╭─ Listed entries
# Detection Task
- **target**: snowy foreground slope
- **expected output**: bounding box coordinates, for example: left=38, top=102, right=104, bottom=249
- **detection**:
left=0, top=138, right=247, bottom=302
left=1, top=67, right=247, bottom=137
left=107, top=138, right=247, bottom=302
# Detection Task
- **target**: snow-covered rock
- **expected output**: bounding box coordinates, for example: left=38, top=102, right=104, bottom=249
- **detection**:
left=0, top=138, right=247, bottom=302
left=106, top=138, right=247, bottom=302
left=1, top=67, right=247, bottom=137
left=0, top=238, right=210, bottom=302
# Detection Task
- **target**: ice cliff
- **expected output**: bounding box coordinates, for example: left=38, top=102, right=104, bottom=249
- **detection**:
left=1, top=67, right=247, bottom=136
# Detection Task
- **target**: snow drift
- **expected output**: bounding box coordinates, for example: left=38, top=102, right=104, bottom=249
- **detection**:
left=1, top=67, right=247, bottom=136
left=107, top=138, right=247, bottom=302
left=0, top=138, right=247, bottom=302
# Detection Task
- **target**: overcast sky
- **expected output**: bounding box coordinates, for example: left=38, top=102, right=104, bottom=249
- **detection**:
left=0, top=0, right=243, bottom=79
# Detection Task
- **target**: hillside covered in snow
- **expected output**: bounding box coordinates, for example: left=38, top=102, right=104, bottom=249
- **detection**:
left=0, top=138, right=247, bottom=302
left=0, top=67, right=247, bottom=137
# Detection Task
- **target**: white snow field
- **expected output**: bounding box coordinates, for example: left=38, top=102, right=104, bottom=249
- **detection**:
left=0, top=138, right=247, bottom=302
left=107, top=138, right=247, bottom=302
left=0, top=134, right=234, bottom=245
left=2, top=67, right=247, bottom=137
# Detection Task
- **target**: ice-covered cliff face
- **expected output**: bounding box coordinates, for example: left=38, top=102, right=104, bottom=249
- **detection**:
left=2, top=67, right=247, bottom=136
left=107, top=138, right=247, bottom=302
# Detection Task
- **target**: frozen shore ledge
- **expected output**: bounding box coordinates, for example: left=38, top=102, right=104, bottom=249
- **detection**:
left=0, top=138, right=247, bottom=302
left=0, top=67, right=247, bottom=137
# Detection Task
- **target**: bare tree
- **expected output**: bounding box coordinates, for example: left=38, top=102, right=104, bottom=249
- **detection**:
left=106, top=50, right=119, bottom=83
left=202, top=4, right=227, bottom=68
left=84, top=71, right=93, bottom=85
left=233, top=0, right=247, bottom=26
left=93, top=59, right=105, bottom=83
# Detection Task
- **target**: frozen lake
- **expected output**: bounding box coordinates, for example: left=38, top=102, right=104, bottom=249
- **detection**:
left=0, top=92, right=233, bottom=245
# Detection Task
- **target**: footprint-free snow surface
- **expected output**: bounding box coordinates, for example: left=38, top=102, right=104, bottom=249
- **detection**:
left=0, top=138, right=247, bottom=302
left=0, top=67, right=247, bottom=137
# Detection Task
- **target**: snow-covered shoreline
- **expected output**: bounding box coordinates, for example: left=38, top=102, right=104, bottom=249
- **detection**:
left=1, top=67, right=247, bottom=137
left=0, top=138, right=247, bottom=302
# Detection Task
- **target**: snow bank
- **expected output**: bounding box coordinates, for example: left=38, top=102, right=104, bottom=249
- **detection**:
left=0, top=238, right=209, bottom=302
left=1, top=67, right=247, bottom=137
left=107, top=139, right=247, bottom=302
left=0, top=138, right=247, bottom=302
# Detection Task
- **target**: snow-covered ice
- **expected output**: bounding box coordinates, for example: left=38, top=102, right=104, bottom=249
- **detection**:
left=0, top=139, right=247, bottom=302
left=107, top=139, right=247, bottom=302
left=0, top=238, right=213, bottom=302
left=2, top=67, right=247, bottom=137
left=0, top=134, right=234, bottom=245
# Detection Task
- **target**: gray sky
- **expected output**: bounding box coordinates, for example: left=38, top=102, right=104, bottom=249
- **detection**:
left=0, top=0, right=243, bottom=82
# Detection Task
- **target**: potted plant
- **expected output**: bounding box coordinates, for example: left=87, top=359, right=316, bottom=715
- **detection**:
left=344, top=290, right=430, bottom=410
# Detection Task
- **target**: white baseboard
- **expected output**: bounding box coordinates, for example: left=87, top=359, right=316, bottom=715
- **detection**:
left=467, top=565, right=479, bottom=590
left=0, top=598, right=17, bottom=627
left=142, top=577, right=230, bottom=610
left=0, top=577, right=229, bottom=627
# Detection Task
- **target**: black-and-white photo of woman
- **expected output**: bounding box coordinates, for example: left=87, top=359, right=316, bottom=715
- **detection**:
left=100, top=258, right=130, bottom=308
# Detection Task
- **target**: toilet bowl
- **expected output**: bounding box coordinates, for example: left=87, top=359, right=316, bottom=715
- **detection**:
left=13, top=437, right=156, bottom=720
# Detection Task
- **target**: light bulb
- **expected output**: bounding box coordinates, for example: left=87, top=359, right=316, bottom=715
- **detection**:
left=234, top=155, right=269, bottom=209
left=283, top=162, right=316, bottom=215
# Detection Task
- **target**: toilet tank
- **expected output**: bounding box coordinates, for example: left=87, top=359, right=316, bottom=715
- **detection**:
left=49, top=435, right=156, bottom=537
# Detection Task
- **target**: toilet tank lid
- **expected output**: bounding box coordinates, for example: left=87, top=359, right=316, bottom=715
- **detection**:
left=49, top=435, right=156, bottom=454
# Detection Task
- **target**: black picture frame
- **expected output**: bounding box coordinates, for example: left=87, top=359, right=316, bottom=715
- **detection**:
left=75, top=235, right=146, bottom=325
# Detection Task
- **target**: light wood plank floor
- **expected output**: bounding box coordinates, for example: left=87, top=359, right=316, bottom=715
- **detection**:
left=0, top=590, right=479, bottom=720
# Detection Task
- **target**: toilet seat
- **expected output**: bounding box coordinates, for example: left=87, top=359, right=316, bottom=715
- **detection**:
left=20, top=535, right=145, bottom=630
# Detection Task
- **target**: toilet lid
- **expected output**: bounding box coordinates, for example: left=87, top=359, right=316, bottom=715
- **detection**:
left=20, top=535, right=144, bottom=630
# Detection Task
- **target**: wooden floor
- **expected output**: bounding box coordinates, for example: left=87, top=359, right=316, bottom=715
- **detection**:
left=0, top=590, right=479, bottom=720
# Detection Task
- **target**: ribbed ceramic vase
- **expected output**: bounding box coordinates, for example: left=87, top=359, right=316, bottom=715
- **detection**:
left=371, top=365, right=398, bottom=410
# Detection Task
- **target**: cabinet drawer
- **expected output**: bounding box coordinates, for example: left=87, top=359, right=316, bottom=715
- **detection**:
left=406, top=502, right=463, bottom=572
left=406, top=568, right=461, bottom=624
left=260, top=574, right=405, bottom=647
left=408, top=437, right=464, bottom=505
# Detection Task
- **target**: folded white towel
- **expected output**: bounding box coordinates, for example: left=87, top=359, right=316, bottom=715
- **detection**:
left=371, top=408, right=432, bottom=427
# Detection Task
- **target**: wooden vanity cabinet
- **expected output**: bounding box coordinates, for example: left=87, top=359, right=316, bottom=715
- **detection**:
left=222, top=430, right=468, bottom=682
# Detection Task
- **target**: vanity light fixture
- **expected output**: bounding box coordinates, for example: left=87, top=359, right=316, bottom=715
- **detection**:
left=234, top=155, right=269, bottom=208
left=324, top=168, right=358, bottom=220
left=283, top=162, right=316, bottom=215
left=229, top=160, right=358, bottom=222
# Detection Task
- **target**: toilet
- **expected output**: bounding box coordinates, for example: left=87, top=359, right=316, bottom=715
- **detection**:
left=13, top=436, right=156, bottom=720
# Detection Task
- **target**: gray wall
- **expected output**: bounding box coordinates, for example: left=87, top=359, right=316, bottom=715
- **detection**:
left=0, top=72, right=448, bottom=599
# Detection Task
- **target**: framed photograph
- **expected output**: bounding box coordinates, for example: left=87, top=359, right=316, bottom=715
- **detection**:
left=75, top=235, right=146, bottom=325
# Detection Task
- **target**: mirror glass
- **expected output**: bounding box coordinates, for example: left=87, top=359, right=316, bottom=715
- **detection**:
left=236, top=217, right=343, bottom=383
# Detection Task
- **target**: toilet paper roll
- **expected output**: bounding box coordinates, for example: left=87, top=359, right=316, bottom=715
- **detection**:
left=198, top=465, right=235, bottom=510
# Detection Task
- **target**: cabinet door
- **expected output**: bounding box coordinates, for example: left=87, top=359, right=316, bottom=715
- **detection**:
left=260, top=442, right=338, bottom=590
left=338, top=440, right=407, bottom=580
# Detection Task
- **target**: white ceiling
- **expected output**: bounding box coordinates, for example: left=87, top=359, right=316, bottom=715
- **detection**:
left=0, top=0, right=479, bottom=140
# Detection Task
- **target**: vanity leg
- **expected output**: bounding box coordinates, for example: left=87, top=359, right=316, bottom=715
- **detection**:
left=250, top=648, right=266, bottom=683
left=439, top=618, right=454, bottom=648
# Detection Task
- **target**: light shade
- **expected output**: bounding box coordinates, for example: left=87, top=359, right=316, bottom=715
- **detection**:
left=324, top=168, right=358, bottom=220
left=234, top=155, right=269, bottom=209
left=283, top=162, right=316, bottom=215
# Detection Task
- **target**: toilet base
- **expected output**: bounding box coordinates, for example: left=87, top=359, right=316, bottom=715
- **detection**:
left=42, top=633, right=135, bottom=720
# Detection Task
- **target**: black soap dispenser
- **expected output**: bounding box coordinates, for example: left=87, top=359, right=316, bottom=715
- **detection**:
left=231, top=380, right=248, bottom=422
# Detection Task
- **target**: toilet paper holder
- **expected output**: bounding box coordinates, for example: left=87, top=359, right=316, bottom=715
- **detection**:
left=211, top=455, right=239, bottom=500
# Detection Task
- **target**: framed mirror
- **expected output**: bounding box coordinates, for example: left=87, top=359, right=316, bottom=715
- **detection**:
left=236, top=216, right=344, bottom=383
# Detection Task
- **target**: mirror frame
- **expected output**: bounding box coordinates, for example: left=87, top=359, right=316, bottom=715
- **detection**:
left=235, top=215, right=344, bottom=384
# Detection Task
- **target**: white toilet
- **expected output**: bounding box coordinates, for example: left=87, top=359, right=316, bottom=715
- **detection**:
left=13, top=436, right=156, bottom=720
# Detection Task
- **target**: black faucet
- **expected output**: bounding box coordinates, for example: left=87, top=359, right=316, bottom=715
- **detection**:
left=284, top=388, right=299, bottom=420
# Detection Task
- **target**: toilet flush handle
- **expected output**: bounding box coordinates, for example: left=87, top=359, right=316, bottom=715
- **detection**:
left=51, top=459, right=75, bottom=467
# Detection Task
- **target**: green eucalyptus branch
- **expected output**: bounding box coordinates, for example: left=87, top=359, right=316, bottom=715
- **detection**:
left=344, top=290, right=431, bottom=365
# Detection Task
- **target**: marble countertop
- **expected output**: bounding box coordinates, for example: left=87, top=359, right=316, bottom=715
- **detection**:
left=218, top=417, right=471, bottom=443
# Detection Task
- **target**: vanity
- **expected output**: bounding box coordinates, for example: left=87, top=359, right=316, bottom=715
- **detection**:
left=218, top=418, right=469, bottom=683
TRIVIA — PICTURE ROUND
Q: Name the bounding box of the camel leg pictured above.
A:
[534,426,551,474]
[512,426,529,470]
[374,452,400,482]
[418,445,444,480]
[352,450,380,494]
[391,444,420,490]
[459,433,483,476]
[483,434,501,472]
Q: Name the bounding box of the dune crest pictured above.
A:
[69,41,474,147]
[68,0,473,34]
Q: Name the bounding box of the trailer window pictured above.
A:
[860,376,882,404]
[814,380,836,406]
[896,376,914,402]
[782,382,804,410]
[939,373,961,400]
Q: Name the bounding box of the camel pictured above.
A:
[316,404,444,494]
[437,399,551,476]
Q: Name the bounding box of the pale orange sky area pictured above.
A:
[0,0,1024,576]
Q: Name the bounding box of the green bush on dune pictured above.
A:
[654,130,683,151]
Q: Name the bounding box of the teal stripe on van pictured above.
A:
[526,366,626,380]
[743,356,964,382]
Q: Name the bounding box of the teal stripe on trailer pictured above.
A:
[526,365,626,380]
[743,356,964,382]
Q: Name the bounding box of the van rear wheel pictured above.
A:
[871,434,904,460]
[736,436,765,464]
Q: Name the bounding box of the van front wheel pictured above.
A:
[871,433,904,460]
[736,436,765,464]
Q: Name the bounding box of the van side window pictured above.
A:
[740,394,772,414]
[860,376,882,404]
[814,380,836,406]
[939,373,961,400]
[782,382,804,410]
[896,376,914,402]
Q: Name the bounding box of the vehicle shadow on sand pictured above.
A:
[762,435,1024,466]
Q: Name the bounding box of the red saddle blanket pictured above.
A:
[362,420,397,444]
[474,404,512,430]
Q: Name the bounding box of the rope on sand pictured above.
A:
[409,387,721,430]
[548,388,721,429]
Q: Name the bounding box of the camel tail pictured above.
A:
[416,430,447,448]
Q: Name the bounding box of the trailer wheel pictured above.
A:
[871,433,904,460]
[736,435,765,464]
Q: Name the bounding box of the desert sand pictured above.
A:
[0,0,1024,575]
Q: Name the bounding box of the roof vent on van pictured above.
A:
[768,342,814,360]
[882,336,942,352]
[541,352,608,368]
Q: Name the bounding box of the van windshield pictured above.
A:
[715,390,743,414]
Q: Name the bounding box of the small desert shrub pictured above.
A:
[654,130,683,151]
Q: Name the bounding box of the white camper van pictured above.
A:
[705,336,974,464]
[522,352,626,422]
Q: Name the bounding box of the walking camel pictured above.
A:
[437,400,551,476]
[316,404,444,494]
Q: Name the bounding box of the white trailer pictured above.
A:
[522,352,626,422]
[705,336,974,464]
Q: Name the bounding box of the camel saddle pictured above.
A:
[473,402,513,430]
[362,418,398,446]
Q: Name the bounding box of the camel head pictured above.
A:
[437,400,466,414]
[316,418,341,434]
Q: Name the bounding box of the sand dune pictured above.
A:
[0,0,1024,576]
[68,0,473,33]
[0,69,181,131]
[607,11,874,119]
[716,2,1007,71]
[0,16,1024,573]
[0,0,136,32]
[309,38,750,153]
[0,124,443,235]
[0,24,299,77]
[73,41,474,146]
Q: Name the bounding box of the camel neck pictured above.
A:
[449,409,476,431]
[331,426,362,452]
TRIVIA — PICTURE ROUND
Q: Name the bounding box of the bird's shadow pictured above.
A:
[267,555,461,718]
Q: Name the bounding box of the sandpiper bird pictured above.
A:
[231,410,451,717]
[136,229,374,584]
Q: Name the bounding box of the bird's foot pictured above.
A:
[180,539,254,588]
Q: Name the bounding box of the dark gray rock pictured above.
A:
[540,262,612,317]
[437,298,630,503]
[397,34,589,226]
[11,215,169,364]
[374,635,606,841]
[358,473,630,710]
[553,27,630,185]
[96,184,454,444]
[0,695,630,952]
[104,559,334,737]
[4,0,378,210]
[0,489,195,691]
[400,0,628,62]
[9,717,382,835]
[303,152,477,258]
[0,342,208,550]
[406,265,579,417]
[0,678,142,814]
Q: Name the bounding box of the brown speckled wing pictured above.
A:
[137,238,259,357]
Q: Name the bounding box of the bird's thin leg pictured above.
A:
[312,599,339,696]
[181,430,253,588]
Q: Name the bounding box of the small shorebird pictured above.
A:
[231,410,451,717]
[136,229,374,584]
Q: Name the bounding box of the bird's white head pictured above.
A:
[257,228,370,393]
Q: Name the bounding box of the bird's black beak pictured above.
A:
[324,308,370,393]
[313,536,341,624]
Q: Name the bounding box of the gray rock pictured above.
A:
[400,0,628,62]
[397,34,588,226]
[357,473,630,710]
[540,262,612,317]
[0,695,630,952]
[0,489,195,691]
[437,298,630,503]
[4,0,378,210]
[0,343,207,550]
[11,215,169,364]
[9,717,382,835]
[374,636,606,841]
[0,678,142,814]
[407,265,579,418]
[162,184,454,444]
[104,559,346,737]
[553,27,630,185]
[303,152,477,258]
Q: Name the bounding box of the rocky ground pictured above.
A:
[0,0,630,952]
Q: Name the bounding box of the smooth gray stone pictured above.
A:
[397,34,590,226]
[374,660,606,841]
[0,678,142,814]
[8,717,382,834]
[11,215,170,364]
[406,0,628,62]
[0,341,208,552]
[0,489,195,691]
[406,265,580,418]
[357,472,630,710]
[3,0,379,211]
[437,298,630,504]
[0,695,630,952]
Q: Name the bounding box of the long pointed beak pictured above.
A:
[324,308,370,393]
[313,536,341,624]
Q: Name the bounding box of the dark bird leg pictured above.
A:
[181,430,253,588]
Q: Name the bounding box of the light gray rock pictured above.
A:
╰─
- Aim:
Select and copy each line of the records above that contains the word "frozen".

- Exercise response:
- **target**: frozen shore ledge
- **target**: frozen lake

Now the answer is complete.